§ What is being asked: Convert the lines below into a JSON array of strings, one string per line, omitting blank lines.

--- BEGIN ---

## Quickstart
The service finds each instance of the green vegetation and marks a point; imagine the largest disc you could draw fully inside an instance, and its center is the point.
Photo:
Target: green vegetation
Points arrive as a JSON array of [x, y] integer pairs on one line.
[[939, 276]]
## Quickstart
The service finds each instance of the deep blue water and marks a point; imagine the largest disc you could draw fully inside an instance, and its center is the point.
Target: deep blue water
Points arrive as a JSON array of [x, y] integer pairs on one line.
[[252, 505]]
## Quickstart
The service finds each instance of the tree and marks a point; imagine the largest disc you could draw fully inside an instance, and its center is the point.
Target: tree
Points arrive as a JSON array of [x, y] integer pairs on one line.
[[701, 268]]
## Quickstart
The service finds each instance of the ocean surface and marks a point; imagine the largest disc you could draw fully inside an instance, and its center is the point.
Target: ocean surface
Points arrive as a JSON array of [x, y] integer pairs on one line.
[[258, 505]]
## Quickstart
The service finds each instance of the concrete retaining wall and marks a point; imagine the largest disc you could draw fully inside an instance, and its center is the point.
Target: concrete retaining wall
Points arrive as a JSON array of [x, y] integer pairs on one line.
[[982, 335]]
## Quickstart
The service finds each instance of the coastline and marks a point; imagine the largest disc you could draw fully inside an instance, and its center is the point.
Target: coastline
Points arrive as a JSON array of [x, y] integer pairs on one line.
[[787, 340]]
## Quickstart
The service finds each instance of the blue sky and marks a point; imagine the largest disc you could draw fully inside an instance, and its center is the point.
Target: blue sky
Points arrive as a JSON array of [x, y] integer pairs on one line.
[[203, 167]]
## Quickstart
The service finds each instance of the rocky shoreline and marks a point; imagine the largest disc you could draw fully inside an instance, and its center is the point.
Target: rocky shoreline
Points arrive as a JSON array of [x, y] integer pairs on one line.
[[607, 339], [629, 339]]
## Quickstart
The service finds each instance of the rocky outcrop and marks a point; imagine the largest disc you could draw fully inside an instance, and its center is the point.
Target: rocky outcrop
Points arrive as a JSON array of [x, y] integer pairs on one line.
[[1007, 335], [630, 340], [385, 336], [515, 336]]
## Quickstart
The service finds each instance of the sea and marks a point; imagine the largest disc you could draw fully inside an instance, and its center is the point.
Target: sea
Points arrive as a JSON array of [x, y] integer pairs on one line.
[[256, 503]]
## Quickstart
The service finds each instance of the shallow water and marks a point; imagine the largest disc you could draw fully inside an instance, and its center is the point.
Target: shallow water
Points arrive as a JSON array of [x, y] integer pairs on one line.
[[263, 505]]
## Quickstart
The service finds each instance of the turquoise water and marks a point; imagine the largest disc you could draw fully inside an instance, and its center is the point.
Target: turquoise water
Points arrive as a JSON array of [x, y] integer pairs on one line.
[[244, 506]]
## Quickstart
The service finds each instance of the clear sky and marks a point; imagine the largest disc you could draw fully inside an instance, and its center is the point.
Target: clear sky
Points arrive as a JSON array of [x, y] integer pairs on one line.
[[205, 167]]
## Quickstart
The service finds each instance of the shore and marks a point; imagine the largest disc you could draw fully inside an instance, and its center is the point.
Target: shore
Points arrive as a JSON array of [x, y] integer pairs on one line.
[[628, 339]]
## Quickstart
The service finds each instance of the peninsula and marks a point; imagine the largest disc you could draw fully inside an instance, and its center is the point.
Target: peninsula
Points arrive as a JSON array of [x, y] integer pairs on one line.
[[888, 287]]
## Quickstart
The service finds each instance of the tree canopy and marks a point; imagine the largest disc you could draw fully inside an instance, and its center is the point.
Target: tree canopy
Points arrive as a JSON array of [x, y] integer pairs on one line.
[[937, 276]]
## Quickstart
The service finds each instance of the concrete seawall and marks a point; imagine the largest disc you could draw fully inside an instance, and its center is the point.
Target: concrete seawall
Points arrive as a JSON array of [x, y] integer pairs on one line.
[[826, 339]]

--- END ---

§ Written solution:
[
  "## Quickstart",
  "The service finds each instance of the green vegetation and marks a point; imagine the largest disc you could draw fully inside an instance, and its center is the point.",
  "Photo:",
  "Target: green vegetation",
  "Points arrive as a JSON array of [x, y] integer pairs on one line.",
  "[[939, 276]]",
  "## Quickstart",
  "The service finds each instance of the deep blue water and marks a point; imagine the largest disc you could draw fully inside an instance, and its center is the point.",
  "Target: deep blue water",
  "Points arrive as a JSON array of [x, y] integer pairs on one line.",
  "[[252, 505]]",
  "## Quickstart",
  "The service finds each instance of the tree and marks a point; imagine the largest disc you could draw fully inside an instance, and its center is the point.",
  "Target: tree",
  "Points arrive as a JSON array of [x, y] integer pairs on one line.",
  "[[701, 268]]",
  "## Quickstart",
  "The service finds each instance of the ocean surface and marks a point; imagine the largest disc you could draw fully inside an instance, and its center is the point.",
  "Target: ocean surface",
  "Points arrive as a JSON array of [x, y] integer pairs on one line.",
  "[[258, 505]]",
  "## Quickstart",
  "The service finds each instance of the concrete retaining wall and marks a point; imagine the largest disc you could draw fully inside an instance, and its center is the point.",
  "Target: concrete retaining wall",
  "Points arrive as a JSON array of [x, y] integer pairs on one line.",
  "[[982, 335]]",
  "## Quickstart",
  "The service finds each instance of the coastline and marks a point; imagine the largest disc you could draw fully inside an instance, and its center is the point.",
  "Target: coastline",
  "Points arrive as a JSON array of [x, y] integer pairs on one line.",
  "[[787, 340]]",
  "## Quickstart",
  "The service finds each instance of the blue sky and marks a point; imagine the largest disc you could draw fully inside an instance, and its center is the point.",
  "Target: blue sky",
  "Points arrive as a JSON array of [x, y] integer pairs on one line.",
  "[[203, 167]]",
  "## Quickstart",
  "The service finds each instance of the rocky shoreline and marks a point; imagine the largest disc you could draw fully inside an instance, and its center is the point.",
  "Target: rocky shoreline",
  "Points arrive as a JSON array of [x, y] integer pairs on one line.",
  "[[607, 339], [629, 339]]",
  "## Quickstart",
  "The service finds each instance of the rocky outcrop and marks a point; imagine the largest disc you could draw fully inside an instance, and its center is the point.",
  "Target: rocky outcrop",
  "Points arrive as a JSON array of [x, y] integer pairs on one line.",
  "[[1007, 335], [630, 340], [385, 336], [515, 336]]",
  "## Quickstart",
  "The service finds each instance of the sea and marks a point; imagine the largest disc you could draw fully inside an instance, and its center is the point.",
  "Target: sea",
  "Points arrive as a JSON array of [x, y] integer pairs on one line.",
  "[[256, 503]]",
  "## Quickstart",
  "The service finds each instance of the shallow water and marks a point; imagine the largest disc you could draw fully inside an instance, and its center is the point.",
  "Target: shallow water",
  "Points arrive as a JSON array of [x, y] integer pairs on one line.",
  "[[263, 505]]",
  "## Quickstart",
  "The service finds each instance of the turquoise water and marks a point; imagine the largest disc you could draw fully inside an instance, and its center is the point.",
  "Target: turquoise water",
  "Points arrive as a JSON array of [x, y] integer pairs on one line.",
  "[[244, 506]]",
  "## Quickstart",
  "The service finds each instance of the clear sky and marks a point; imagine the largest disc you could draw fully inside an instance, and its center is the point.",
  "Target: clear sky",
  "Points arrive as a JSON array of [x, y] integer pairs on one line.",
  "[[205, 167]]",
  "## Quickstart",
  "The service finds each instance of the shore and marks a point; imagine the largest disc you could draw fully inside an instance, and its center is the point.",
  "Target: shore",
  "Points arrive as a JSON array of [x, y] integer pairs on one line.",
  "[[628, 339]]",
  "## Quickstart",
  "The service finds each instance of the peninsula and marks a point; imagine the largest disc you could draw fully inside an instance, and its center is the point.",
  "Target: peninsula",
  "Points arrive as a JSON array of [x, y] integer pairs on one line.",
  "[[888, 287]]",
  "## Quickstart",
  "The service finds each instance of the tree canopy and marks a point; imagine the largest disc you could draw fully inside an instance, and its center is the point.",
  "Target: tree canopy",
  "Points arrive as a JSON array of [x, y] integer pairs on one line.",
  "[[937, 276]]",
  "## Quickstart",
  "The service finds each instance of the concrete seawall and marks a point; imagine the largest disc you could draw fully inside an instance, and its center is the point.",
  "Target: concrete seawall",
  "Points arrive as a JSON array of [x, y] integer pairs on one line.",
  "[[826, 339]]"
]